SUPPLIED MATERIAL START

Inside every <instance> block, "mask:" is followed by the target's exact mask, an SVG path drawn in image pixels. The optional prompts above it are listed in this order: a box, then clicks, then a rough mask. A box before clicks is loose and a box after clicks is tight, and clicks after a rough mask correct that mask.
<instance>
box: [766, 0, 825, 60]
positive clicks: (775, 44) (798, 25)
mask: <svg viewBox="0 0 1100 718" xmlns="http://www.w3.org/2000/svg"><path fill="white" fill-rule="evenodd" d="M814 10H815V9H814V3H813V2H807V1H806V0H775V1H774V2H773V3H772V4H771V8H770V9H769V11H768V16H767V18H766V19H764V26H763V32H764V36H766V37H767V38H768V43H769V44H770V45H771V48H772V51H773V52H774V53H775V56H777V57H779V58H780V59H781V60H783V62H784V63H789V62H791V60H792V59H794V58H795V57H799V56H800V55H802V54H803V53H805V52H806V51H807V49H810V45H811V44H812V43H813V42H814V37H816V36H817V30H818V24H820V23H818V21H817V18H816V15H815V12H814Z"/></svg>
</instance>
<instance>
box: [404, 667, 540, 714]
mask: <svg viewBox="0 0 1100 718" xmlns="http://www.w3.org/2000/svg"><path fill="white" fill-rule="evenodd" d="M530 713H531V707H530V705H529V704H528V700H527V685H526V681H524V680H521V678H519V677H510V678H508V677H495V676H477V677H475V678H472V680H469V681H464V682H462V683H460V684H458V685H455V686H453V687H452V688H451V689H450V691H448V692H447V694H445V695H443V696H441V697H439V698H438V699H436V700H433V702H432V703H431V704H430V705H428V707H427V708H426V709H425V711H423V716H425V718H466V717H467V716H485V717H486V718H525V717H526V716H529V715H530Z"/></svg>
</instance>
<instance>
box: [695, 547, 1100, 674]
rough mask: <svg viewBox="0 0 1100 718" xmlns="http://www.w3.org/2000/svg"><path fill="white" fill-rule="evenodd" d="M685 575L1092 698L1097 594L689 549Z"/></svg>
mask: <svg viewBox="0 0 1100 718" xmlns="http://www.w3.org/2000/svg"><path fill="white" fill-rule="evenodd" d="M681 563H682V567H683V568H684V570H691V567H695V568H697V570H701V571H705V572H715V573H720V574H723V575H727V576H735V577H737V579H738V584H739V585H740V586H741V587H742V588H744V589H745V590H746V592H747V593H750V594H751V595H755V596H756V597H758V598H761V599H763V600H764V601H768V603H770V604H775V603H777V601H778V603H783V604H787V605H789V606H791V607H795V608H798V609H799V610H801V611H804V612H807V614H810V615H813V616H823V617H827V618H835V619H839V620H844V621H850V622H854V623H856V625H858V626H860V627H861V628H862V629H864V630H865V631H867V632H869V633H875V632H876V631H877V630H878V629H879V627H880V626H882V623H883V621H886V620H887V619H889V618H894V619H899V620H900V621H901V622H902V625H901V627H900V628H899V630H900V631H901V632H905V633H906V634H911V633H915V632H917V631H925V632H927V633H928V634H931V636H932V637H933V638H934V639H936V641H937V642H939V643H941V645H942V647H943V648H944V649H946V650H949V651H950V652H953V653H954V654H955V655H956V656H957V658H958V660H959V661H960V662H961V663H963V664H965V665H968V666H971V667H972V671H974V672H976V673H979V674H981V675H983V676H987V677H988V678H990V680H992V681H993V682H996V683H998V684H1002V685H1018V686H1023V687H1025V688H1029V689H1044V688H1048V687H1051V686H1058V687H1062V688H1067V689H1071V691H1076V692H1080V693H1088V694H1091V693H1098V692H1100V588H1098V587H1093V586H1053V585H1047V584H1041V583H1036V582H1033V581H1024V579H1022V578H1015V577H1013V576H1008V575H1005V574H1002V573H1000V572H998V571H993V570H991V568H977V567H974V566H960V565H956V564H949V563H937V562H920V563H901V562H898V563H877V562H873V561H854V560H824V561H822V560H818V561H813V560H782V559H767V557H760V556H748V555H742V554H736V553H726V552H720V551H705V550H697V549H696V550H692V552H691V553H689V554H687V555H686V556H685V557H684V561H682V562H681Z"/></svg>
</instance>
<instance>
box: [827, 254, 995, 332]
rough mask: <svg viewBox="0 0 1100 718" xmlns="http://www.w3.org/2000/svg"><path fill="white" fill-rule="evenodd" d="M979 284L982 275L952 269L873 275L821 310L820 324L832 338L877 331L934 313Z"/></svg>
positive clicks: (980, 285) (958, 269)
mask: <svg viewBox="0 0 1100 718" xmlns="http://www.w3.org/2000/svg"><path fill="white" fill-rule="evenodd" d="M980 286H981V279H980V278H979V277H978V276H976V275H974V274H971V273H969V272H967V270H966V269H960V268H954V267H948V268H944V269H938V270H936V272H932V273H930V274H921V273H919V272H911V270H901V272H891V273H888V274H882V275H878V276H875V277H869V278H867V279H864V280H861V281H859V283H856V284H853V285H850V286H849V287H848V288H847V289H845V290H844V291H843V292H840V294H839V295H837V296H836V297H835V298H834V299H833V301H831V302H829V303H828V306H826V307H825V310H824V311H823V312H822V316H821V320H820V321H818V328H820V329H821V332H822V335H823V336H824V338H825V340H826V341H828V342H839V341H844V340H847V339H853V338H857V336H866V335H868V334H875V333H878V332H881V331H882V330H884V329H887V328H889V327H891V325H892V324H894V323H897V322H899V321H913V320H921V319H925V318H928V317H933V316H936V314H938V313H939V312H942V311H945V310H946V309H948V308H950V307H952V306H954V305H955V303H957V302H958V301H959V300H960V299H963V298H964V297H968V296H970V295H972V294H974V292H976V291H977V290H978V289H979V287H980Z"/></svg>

SUPPLIED MATERIAL END

WHAT THE TASK REQUIRES: Rewrite all the entries above, replacing each occurrence of "rough mask" with "coarse mask" and leaving everything else the same.

PROBLEM SOLUTION:
Inside every <instance> block, "mask:" is followed by the target's exact mask, an SVG path drawn in image pixels. The optional prompts above it are listed in this order: a box, then clicks, then a coarse mask. A box before clicks is loose and a box after clicks is tight, and clicks after a coarse mask correct that mask.
<instance>
box: [766, 0, 825, 60]
positive clicks: (775, 44) (798, 25)
mask: <svg viewBox="0 0 1100 718" xmlns="http://www.w3.org/2000/svg"><path fill="white" fill-rule="evenodd" d="M814 10H815V9H814V3H813V2H807V1H806V0H775V1H774V2H773V3H772V4H771V8H770V9H769V11H768V16H767V18H766V19H764V26H763V32H764V36H766V37H767V38H768V43H769V44H770V45H771V48H772V51H773V52H774V53H775V56H777V57H779V58H780V59H781V60H783V62H784V63H789V62H791V60H792V59H794V58H795V57H799V56H800V55H802V54H803V53H805V52H806V51H807V49H810V45H811V44H812V43H813V42H814V37H816V36H817V30H818V24H820V23H818V21H817V18H816V15H815V12H814Z"/></svg>
</instance>
<instance>
box: [404, 667, 540, 714]
mask: <svg viewBox="0 0 1100 718" xmlns="http://www.w3.org/2000/svg"><path fill="white" fill-rule="evenodd" d="M530 713H531V707H530V705H529V704H528V700H527V685H526V681H524V680H521V678H519V677H510V678H508V677H495V676H477V677H475V678H472V680H469V681H464V682H462V683H460V684H458V685H455V686H453V687H452V688H451V689H450V691H448V692H447V694H445V695H443V696H441V697H439V698H438V699H436V700H433V702H432V703H431V704H430V705H428V707H427V708H426V709H425V711H423V716H425V718H466V717H467V716H485V717H486V718H525V717H526V716H529V715H530Z"/></svg>
</instance>
<instance>
box: [695, 547, 1100, 674]
coarse mask: <svg viewBox="0 0 1100 718" xmlns="http://www.w3.org/2000/svg"><path fill="white" fill-rule="evenodd" d="M685 575L1092 698L1097 594L689 549Z"/></svg>
mask: <svg viewBox="0 0 1100 718" xmlns="http://www.w3.org/2000/svg"><path fill="white" fill-rule="evenodd" d="M681 563H682V567H683V568H684V570H691V567H695V568H697V570H701V571H705V572H715V573H720V574H723V575H727V576H735V577H737V579H738V584H739V585H740V586H741V587H742V588H744V589H745V590H746V592H747V593H750V594H751V595H755V596H756V597H758V598H761V599H763V600H764V601H768V603H770V604H775V603H777V601H778V603H783V604H787V605H789V606H791V607H795V608H798V609H799V610H801V611H804V612H807V614H810V615H813V616H823V617H827V618H835V619H839V620H844V621H850V622H854V623H856V625H858V626H860V627H861V628H862V629H864V630H865V631H867V632H869V633H875V632H876V631H877V630H878V629H879V627H880V626H882V623H883V621H886V620H887V619H889V618H894V619H899V620H900V621H901V622H902V625H901V627H900V628H899V630H900V631H901V632H905V633H906V634H911V633H915V632H917V631H925V632H927V633H928V634H931V636H932V637H933V638H934V639H936V641H937V642H939V643H941V645H942V647H943V648H944V649H946V650H949V651H950V652H953V653H954V654H955V655H956V656H957V658H958V660H959V661H960V662H961V663H963V664H965V665H968V666H971V667H972V671H974V672H976V673H979V674H981V675H983V676H987V677H988V678H990V680H992V681H993V682H996V683H998V684H1002V685H1018V686H1023V687H1025V688H1029V689H1044V688H1048V687H1051V686H1058V687H1062V688H1067V689H1071V691H1076V692H1080V693H1088V694H1091V693H1098V692H1100V588H1098V587H1093V586H1053V585H1047V584H1041V583H1036V582H1033V581H1024V579H1022V578H1015V577H1013V576H1008V575H1005V574H1002V573H1000V572H998V571H993V570H991V568H977V567H974V566H960V565H956V564H949V563H937V562H920V563H901V562H898V563H877V562H873V561H854V560H824V561H822V560H818V561H813V560H782V559H767V557H760V556H748V555H742V554H736V553H726V552H720V551H705V550H697V549H696V550H692V552H691V553H689V554H687V555H686V556H685V557H684V561H682V562H681Z"/></svg>
</instance>
<instance>
box: [827, 254, 995, 332]
coarse mask: <svg viewBox="0 0 1100 718" xmlns="http://www.w3.org/2000/svg"><path fill="white" fill-rule="evenodd" d="M979 284L982 275L952 269L873 275L821 310L820 324L832 338L877 331L934 313Z"/></svg>
positive clicks: (980, 285) (958, 269)
mask: <svg viewBox="0 0 1100 718" xmlns="http://www.w3.org/2000/svg"><path fill="white" fill-rule="evenodd" d="M980 286H981V279H980V278H979V277H978V276H976V275H974V274H971V273H969V272H967V270H966V269H960V268H954V267H948V268H944V269H938V270H936V272H932V273H930V274H921V273H919V272H911V270H901V272H891V273H888V274H882V275H878V276H875V277H869V278H867V279H864V280H861V281H859V283H856V284H853V285H850V286H849V287H848V288H847V289H845V290H844V291H843V292H840V294H839V295H837V296H836V297H835V298H834V299H833V301H831V302H829V303H828V306H826V307H825V310H824V311H823V312H822V316H821V320H820V321H818V328H820V329H821V332H822V335H823V336H824V338H825V340H826V341H828V342H839V341H844V340H847V339H853V338H857V336H866V335H868V334H875V333H878V332H881V331H882V330H884V329H887V328H889V327H891V325H892V324H894V323H897V322H899V321H913V320H921V319H925V318H928V317H933V316H936V314H938V313H939V312H942V311H945V310H946V309H948V308H950V307H952V306H954V305H955V303H957V302H958V301H959V300H960V299H963V298H964V297H968V296H970V295H972V294H974V292H976V291H977V290H978V289H979V287H980Z"/></svg>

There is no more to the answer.